-- SHORT EXERCISE A --
Which distinct camel-case identifiers (single tokens with a capital letter inside them) appear in the bufferization post below? List each once.

==== PASSAGE TO READ

Quadratic scaling of bufferization (original) (raw)

I’m experiencing a very slow behavior of the OneShotBufferization pass with the function boundaries bufferization option enabled.

In my IR I have a lot of functions (some thousands), and profiling reveals that a SymbolTable is being created multiple times during the analysis for each func::CallOp. This happens in the getCalledFunction functions, which are invoked by the implementations of the BufferizableOpInterface interface for func::CallOp and CallOpInterface.
The creation of a symbol table has a linear complexity with respect to the number of symbols (i.e., functions). Each function is typically invoked at least once within the IR, and this leads to a quadratic scaling of the bufferization process.

The attached screenshot of the profiler demonstrates the problem (I zoomed in the bufferization pass, but the whole execution of ~2s is almost entirely spent there, and the rest wouldn’t really be of any interest).

This bad scaling (at least in my scenario, this is a blocking problem), can be solved leveraging the SymbolTableCollection class, which introduces a level of caching for the symbol tables. I’ve looked around on how to leverage such information within the bufferization process, but unfortunately I’ve not found any solution that doesn’t involve a change in the APIs.
More in detail, these are the two options that I have explored:

Both the approaches would require the user to keep the SymbolTableCollection in a valid state (reason why I introduced this additional method for symbol table invalidation). This aspect may be annoying, but I feel that the benefits would be way more important.

========

-- SHORT EXERCISE B --
Which lines of the listing below contain the string "mask"? Copy each of them.

==== INPUT

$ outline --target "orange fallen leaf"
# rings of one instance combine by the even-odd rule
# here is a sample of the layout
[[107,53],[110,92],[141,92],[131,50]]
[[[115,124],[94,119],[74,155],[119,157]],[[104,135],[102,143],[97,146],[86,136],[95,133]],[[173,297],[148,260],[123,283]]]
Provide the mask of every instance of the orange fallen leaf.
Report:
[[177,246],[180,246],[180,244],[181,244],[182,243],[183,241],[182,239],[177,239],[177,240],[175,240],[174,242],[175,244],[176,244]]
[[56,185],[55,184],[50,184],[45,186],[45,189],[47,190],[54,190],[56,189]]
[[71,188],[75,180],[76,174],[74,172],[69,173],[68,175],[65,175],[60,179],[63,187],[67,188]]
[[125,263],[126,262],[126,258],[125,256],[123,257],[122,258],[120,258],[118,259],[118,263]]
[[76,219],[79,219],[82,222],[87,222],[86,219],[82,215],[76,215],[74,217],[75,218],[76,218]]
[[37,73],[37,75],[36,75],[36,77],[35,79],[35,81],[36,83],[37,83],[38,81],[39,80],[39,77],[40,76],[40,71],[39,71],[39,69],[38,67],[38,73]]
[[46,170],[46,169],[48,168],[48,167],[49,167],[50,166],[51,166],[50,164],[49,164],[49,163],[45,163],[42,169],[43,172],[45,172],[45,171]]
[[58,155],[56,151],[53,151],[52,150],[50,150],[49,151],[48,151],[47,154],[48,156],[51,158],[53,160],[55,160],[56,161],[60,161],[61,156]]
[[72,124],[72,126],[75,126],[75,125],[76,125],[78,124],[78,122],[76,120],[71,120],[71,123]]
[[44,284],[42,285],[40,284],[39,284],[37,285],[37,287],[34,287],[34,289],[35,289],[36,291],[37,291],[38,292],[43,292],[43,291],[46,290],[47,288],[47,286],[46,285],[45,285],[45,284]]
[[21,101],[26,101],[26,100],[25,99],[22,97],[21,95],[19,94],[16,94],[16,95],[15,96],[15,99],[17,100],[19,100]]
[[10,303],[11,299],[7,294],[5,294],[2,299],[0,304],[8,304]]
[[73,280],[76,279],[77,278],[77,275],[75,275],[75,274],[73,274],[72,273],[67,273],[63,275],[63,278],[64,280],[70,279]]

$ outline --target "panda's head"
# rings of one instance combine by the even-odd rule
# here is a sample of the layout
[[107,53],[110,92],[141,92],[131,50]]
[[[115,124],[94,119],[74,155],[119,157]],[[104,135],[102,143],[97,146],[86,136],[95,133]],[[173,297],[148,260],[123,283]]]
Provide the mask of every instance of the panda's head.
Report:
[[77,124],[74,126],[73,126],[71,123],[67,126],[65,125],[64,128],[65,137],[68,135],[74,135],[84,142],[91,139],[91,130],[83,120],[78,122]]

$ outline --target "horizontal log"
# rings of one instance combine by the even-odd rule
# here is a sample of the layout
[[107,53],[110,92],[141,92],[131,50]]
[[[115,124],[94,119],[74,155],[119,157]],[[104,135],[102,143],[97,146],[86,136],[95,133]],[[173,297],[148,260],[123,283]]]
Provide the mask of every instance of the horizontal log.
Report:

========

-- OUTPUT A --
OneShotBufferization
SymbolTable
func::CallOp
getCalledFunction
BufferizableOpInterface
CallOpInterface
SymbolTableCollection

-- OUTPUT B --
Provide the mask of every instance of the orange fallen leaf.
Provide the mask of every instance of the panda's head.
Provide the mask of every instance of the horizontal log.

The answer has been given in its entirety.